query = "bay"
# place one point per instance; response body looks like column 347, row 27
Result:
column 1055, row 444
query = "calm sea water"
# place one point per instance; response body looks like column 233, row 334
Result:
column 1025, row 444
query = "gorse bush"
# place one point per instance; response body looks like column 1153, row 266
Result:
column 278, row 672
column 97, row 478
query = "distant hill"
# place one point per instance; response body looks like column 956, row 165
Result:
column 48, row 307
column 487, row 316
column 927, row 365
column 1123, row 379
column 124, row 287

...

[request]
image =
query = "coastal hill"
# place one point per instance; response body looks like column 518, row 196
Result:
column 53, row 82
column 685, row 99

» **Exercise**:
How many lines of the records contain the string "hill"? Case counts. Reply with the number alone.

» **Answer to this exercise**:
2